SELECTED PASSAGE:
Correction - Firenze

And it’s hardly as if England was the only country in Europe to create translations of place names - London/Londres/Londra is enough to show it’s a two-way street. Everybody was happy to modify common placenames to fit their own speech patterns. However, they did it as equals. When it’s part of colonial history, the connotations are very different.

The thing is, Mumbai/Bombay was essentially founded by colonial forces, first the Portuguese, then the English.

I think Hemlock is onto something, underlined by the last post by GM.

København: Copenhagen, Copenhaque, Kopenhagen :wink:

Well, I’ve been told so too - by a greek-norwegian tour guide. She also told us that greeks generally preferred this name to Greece, Greque, Griechenland, Grækenland, etc.
I like prefer the name “Hellas” too - if not for anything else, at least it sounds nicer and there’s a sort of historical ring to it, that “Greece” hasn’t. And it isn’t even hard to spell or pronounce.

The change of Bombay’s name to Mumbai was led by the right-wing Shiv Sena party and its leader (at the time) Bal Thackeray, who has openly stated that he admires Hitler. Shiv Sena is a pro-Hindu party that opposes colonial and Muslim influences. Ironically, Thackeray’s name is an Anglicization of his Marathi name, Thakre. It’s true that the name Bombay was associated with colonialism, but I’d suggest that people look a bit further into why the name was changed before using the new name.

I understand that it’s appropriate to change the name used for a city or country in English when it’s the name the local people use, but I’m a bit troubled when it’s done for political reasons. For example, ‘Democratic Republic of the Congo’ instead of ‘Zaire’ (or ‘Great Socialist People’s Libyan Arab Jamahiriya’ instead of ‘Libya’) are politicized name changes put in place by less-than-democratic leaders.

European cities generally are referred to by their long-established English names, though in some cases this seems to be changing. The German city which in English is called ‘Cologne’ is more and more often referred to as ‘Köln’ in the news. Sometimes, Anglicized names are used because the local name is difficult to pronounce in English; Köln and München both have vowel sounds that don’t exist in English. Asian names are usually pronounced in an Anglicized manner, without taking into account unaspirated initial plosives, for example, or sounds that don’t exist in English.

Not really; “Beijing” would have been something like “Peiching” in Wade-Giles (forgive me if I’m slightly off: I don’t really know Wade-Giles transcription.) “Peking” was a leftover from colonial days and to my knowledge it came, as stated above, from the Cantonese pronunciation. (Same goes with Nanking/Nanjing.) I’m not sure exactly what motivated us over here to switch our spelling (and pronunciation), but it most likely went along with the shift from WG to Pinyin. The PRC started using Pinyin spellings in all its publications, so Chou En-Lai became Zhou Enlai, and so on.

Relatively smart armchair linguist speaking here: I do not make a /3/ sound when I speak j sounds in the middle of words (what’s “showjumping” anyway?) It’s definitely an affricate, not a fricative, in every example I can think of. I’ve always wondered exactly why we pronounce it /bei '3IN/ instead of /bei 'd3IN/, but neither one is actually correct. The Mandarin sound written “j” in Pinyin is an affricate produced on the palate, not on the alveolum like the English “j”. It has a slightly softer sound, to me. But I wouldn’t sweat pronunciation of it, because like I said, we’re not getting it right anyhow.

Which is interesting, since the English (and French) “Florence” is closer to its original sound. In Italian, consonant clusters with Ls in them changed so that, for instance, Spanish has “blanca” while Italian has “bianca”. Same for “flor”-“fior”, “plaza”-“piazza”, and a million others. So the English word has actually stayed the same while the Italian one has changed. It’s the Italians who don’t know how to talk right, not us. :slight_smile:

No idea what most of this means (but hey, you’re still stuck on showjumping :wink: )…nonetheless I’m glad that even the people who like to correct us may not be correct.

DATASET EXTRACT:
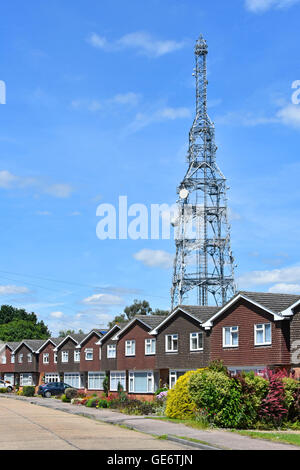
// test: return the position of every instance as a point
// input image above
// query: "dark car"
(53, 388)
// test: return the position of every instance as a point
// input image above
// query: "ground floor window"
(174, 376)
(26, 379)
(259, 370)
(9, 378)
(51, 377)
(95, 380)
(141, 382)
(73, 379)
(116, 378)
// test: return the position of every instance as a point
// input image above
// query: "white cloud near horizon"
(155, 258)
(103, 299)
(10, 181)
(260, 6)
(141, 41)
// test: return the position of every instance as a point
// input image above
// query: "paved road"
(24, 426)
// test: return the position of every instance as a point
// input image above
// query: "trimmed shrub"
(28, 391)
(71, 393)
(219, 395)
(179, 402)
(273, 408)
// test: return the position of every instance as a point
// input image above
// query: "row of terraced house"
(253, 331)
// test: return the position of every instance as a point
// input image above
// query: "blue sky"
(100, 99)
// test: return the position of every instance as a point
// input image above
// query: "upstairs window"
(150, 346)
(171, 343)
(46, 358)
(230, 337)
(262, 334)
(88, 354)
(130, 347)
(77, 355)
(65, 356)
(111, 351)
(196, 341)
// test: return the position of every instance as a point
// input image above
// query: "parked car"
(7, 385)
(53, 388)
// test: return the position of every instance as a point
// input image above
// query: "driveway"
(24, 426)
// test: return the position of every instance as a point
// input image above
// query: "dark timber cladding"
(203, 262)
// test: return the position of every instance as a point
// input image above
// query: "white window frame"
(118, 376)
(232, 330)
(88, 351)
(198, 335)
(65, 356)
(45, 358)
(28, 381)
(263, 329)
(174, 337)
(91, 378)
(149, 380)
(111, 351)
(130, 347)
(150, 343)
(77, 355)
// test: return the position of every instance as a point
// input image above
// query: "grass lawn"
(288, 438)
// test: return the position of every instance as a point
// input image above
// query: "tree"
(139, 307)
(17, 324)
(63, 333)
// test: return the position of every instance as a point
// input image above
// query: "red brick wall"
(245, 316)
(51, 367)
(93, 365)
(140, 361)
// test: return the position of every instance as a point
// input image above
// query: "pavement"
(216, 439)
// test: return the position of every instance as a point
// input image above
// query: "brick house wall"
(182, 325)
(70, 366)
(108, 364)
(245, 315)
(94, 365)
(295, 342)
(140, 361)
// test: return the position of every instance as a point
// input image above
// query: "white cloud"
(103, 299)
(56, 314)
(141, 41)
(161, 115)
(290, 115)
(259, 6)
(11, 181)
(11, 289)
(155, 258)
(284, 288)
(281, 275)
(59, 190)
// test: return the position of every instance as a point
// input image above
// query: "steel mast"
(203, 262)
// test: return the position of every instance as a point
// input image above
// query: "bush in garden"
(219, 395)
(71, 393)
(64, 399)
(254, 389)
(179, 402)
(28, 391)
(292, 398)
(273, 408)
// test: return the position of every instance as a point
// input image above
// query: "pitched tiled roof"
(275, 302)
(202, 313)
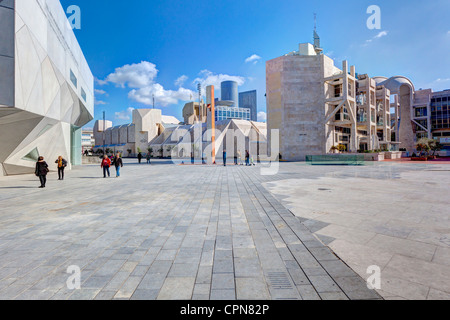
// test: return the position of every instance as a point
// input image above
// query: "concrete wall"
(295, 97)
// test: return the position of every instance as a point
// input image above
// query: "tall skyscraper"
(248, 100)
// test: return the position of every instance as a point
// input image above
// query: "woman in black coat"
(41, 171)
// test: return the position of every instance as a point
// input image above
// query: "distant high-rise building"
(248, 100)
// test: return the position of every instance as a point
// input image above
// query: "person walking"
(62, 164)
(42, 171)
(118, 163)
(106, 164)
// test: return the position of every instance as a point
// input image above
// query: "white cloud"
(99, 102)
(381, 34)
(253, 58)
(181, 80)
(208, 78)
(378, 36)
(138, 75)
(101, 92)
(163, 97)
(124, 115)
(140, 78)
(262, 116)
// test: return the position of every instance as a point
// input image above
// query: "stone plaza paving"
(167, 232)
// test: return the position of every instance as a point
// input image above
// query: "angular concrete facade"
(318, 107)
(46, 86)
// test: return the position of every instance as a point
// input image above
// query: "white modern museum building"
(46, 86)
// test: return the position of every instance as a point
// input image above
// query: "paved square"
(204, 232)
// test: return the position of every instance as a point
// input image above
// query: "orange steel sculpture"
(212, 108)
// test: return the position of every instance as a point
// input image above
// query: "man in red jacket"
(106, 164)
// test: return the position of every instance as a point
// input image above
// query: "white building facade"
(46, 86)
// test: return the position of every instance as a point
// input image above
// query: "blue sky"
(142, 47)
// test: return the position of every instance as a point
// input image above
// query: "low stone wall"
(393, 155)
(92, 160)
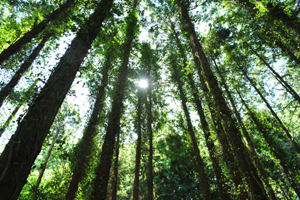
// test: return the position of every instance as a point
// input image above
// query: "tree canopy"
(149, 99)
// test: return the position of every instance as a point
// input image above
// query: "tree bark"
(24, 146)
(277, 76)
(5, 125)
(12, 49)
(116, 170)
(274, 148)
(221, 182)
(295, 144)
(200, 165)
(250, 172)
(5, 92)
(138, 151)
(247, 136)
(48, 155)
(85, 145)
(149, 128)
(102, 174)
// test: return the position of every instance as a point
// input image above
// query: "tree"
(33, 129)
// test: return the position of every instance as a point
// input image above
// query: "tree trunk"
(274, 148)
(221, 182)
(5, 92)
(12, 49)
(138, 151)
(102, 174)
(277, 76)
(200, 165)
(116, 170)
(247, 136)
(48, 155)
(149, 128)
(295, 144)
(24, 146)
(85, 145)
(255, 185)
(5, 125)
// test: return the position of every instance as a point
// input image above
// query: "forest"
(149, 99)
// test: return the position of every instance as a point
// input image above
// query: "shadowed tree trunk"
(113, 127)
(85, 145)
(149, 128)
(138, 151)
(116, 170)
(6, 123)
(221, 182)
(250, 172)
(48, 155)
(273, 147)
(277, 76)
(24, 146)
(295, 144)
(12, 49)
(5, 92)
(247, 136)
(200, 165)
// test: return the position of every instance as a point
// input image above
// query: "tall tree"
(255, 185)
(34, 31)
(24, 146)
(138, 149)
(200, 164)
(85, 145)
(5, 92)
(113, 127)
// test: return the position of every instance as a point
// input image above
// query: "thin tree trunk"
(274, 148)
(255, 185)
(246, 134)
(295, 144)
(277, 76)
(138, 151)
(48, 155)
(102, 174)
(149, 128)
(116, 170)
(221, 182)
(24, 146)
(5, 125)
(12, 49)
(200, 165)
(85, 145)
(5, 92)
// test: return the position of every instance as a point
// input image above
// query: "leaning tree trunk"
(138, 151)
(247, 136)
(116, 170)
(25, 145)
(228, 155)
(102, 174)
(277, 76)
(274, 148)
(48, 155)
(149, 128)
(255, 185)
(5, 92)
(294, 142)
(6, 123)
(200, 164)
(12, 49)
(85, 145)
(221, 182)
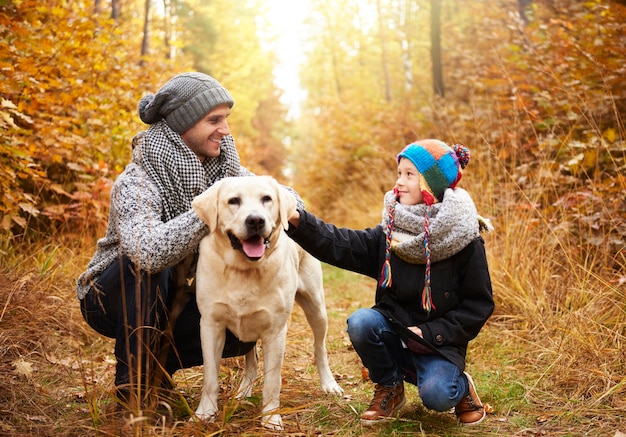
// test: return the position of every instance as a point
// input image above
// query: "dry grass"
(553, 374)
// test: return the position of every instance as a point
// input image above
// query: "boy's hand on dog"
(294, 218)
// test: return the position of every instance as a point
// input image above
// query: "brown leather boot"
(386, 403)
(470, 410)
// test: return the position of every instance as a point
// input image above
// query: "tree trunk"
(435, 47)
(145, 43)
(384, 52)
(115, 9)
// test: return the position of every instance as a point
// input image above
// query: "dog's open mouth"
(253, 247)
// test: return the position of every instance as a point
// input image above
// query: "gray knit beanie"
(183, 101)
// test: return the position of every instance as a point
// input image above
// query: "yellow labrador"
(249, 274)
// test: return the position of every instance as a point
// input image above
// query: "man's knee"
(438, 395)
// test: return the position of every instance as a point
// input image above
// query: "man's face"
(204, 137)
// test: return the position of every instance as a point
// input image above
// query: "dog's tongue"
(253, 247)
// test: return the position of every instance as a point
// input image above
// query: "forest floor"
(56, 378)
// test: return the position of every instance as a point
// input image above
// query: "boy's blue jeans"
(132, 307)
(440, 383)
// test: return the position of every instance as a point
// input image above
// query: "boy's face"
(204, 138)
(408, 183)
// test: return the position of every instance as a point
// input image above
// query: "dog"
(248, 276)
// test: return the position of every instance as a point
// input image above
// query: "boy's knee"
(359, 323)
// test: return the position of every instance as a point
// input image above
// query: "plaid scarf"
(176, 170)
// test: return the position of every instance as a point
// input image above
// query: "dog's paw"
(332, 387)
(204, 416)
(273, 422)
(244, 391)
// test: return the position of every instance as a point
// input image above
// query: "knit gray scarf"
(176, 170)
(453, 225)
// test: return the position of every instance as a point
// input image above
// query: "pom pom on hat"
(183, 101)
(439, 166)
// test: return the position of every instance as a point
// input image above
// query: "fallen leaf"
(23, 368)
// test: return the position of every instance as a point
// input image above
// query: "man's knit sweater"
(136, 229)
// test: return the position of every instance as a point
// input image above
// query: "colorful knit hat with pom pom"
(439, 166)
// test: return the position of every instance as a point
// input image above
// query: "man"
(129, 285)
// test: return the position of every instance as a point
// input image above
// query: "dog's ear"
(288, 205)
(206, 205)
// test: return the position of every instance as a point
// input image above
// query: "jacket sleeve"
(463, 323)
(153, 245)
(354, 250)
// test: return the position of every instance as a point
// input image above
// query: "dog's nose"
(255, 223)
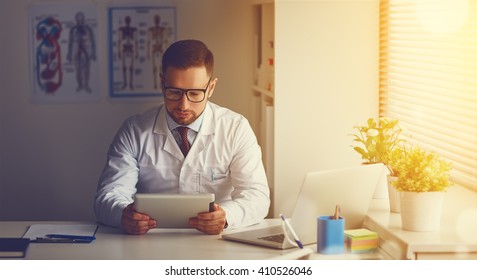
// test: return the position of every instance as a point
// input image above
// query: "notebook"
(13, 247)
(351, 188)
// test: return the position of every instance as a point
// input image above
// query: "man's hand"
(136, 223)
(210, 222)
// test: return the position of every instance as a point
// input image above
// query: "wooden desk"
(456, 239)
(160, 244)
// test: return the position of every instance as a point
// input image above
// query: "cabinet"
(263, 83)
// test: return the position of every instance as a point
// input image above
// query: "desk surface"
(113, 244)
(456, 238)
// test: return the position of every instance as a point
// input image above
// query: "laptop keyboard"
(279, 238)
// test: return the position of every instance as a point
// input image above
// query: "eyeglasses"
(193, 95)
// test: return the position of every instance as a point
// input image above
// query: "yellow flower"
(376, 140)
(422, 171)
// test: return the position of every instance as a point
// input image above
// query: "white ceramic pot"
(421, 211)
(394, 195)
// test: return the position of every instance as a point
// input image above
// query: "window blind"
(428, 77)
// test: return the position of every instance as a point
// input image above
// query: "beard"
(183, 117)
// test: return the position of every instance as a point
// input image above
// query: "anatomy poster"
(138, 37)
(63, 52)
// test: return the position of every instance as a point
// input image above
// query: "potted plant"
(377, 142)
(394, 196)
(422, 179)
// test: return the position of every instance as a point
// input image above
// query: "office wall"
(51, 155)
(326, 81)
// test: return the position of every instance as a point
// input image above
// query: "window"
(428, 77)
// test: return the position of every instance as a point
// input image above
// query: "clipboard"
(61, 233)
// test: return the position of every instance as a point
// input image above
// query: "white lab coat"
(224, 159)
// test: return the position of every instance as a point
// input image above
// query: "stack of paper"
(361, 240)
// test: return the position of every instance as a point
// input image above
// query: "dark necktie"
(185, 145)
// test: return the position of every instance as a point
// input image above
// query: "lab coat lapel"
(205, 135)
(162, 130)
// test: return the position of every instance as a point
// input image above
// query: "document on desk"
(61, 233)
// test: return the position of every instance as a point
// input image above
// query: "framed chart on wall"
(138, 37)
(62, 50)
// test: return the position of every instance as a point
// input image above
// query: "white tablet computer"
(173, 210)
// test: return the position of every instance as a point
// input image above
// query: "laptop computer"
(351, 188)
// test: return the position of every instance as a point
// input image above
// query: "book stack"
(361, 240)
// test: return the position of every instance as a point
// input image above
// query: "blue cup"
(330, 235)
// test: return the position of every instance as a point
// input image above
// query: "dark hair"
(186, 54)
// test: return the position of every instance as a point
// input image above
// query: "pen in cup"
(289, 227)
(337, 214)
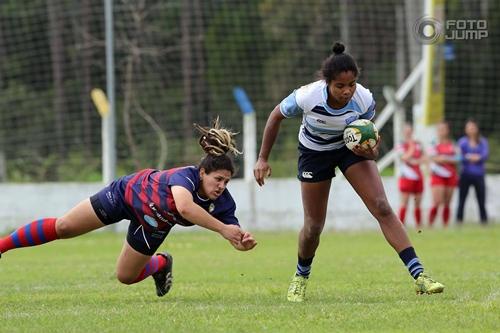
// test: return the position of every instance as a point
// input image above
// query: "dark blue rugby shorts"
(110, 207)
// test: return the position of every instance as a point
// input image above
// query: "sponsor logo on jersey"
(307, 174)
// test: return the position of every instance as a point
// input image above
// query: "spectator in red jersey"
(411, 182)
(154, 201)
(444, 179)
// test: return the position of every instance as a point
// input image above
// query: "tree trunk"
(86, 55)
(187, 75)
(56, 27)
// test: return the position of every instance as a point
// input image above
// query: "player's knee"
(313, 230)
(381, 208)
(125, 277)
(64, 228)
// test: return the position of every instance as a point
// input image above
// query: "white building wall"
(279, 204)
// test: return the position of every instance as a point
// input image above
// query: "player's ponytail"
(217, 142)
(337, 63)
(338, 48)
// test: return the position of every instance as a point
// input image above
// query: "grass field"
(358, 284)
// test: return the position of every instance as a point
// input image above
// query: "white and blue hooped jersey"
(322, 126)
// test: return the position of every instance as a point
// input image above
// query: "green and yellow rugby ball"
(360, 132)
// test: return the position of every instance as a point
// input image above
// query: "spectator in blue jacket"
(474, 150)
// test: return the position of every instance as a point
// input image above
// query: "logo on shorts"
(110, 197)
(151, 221)
(307, 174)
(159, 216)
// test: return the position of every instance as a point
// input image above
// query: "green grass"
(358, 284)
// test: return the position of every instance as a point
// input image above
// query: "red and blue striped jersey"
(148, 197)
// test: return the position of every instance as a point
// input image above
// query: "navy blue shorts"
(317, 166)
(110, 207)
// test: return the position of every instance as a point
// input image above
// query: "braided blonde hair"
(216, 140)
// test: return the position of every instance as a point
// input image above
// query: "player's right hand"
(232, 233)
(261, 170)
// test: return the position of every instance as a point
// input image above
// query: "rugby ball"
(360, 132)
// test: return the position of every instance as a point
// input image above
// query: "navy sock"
(410, 259)
(304, 266)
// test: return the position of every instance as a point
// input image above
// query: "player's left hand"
(366, 151)
(246, 243)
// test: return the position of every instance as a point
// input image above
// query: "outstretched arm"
(197, 215)
(262, 168)
(247, 242)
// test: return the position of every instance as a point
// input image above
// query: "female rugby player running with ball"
(326, 107)
(154, 201)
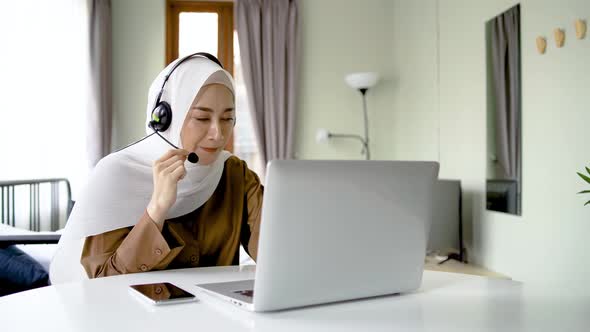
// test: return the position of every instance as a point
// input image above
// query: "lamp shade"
(362, 80)
(322, 135)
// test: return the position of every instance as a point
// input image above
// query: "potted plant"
(587, 179)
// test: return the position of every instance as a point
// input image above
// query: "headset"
(161, 118)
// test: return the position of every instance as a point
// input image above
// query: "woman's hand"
(167, 171)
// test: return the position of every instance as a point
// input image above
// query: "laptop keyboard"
(247, 292)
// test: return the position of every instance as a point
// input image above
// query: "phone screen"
(164, 292)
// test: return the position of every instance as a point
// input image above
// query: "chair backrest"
(36, 204)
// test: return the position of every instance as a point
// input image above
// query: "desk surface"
(446, 302)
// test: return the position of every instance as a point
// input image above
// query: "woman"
(147, 208)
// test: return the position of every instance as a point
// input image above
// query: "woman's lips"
(211, 150)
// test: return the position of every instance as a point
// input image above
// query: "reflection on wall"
(503, 190)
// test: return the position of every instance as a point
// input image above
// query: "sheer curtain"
(268, 31)
(44, 90)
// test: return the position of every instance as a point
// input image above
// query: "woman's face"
(209, 123)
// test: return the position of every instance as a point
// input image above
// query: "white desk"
(446, 302)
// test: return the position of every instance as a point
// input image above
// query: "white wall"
(341, 37)
(548, 242)
(138, 56)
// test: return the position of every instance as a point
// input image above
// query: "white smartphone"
(162, 293)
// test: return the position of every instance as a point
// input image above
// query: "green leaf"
(587, 179)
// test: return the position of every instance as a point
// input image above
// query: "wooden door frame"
(225, 23)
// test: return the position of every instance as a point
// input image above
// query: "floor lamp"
(361, 82)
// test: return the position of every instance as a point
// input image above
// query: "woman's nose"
(215, 131)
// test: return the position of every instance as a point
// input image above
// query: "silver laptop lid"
(339, 230)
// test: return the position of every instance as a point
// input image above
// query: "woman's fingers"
(171, 153)
(178, 173)
(166, 163)
(170, 169)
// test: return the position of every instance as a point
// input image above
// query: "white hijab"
(121, 184)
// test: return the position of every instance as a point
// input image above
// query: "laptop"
(337, 230)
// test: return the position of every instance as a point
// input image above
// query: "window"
(43, 90)
(208, 27)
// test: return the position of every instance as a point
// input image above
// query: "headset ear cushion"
(161, 116)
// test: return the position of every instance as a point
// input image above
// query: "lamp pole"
(366, 117)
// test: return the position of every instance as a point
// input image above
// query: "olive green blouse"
(208, 236)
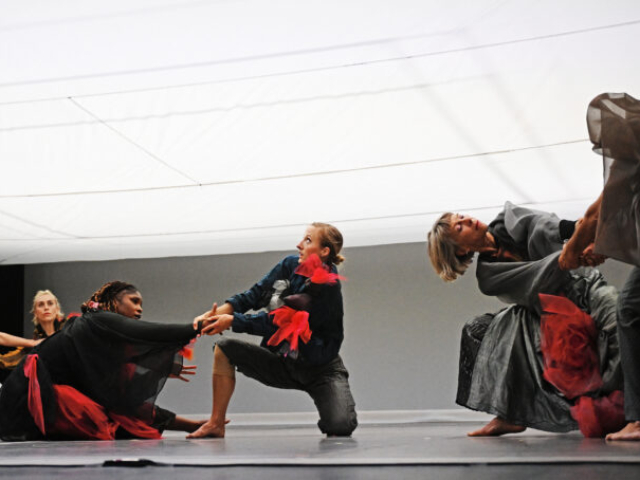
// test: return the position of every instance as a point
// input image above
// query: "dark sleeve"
(521, 282)
(123, 328)
(536, 231)
(258, 296)
(567, 227)
(256, 324)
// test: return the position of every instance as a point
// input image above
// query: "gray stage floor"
(410, 450)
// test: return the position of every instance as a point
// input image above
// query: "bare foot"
(497, 427)
(631, 432)
(208, 430)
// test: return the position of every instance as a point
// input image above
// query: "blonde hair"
(442, 250)
(330, 237)
(39, 294)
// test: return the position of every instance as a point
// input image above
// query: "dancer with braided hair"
(99, 377)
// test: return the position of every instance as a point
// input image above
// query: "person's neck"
(48, 328)
(489, 245)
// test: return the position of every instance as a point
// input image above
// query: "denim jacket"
(325, 312)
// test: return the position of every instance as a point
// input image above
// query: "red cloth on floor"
(79, 417)
(597, 417)
(569, 347)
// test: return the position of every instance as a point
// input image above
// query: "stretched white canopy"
(141, 128)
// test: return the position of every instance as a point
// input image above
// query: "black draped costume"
(119, 363)
(501, 365)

REQUIREMENTS:
- 1) Condense the paragraph of the place-names discussion that begins "European cities generally are referred to" into a short bulleted list that keeps its main facts.
- 2) Repeat the part of the place-names discussion from "I like prefer" up to and including "spell or pronounce.", word for word.

RESULTS OF THE EXERCISE:
- 1)
- European cities are generally called by their long-established English names, though this seems to be changing in some cases.
- The German city called "Cologne" in English is increasingly called "Köln" in the news.
- Anglicized names are sometimes used because the local name is hard to pronounce in English. Köln and München both have vowel sounds that English lacks.
- Asian names are usually pronounced in an Anglicized way that ignores features such as unaspirated initial plosives or sounds absent from English.

- 2)
I like prefer the name “Hellas” too - if not for anything else, at least it sounds nicer and there’s a sort of historical ring to it, that “Greece” hasn’t. And it isn’t even hard to spell or pronounce.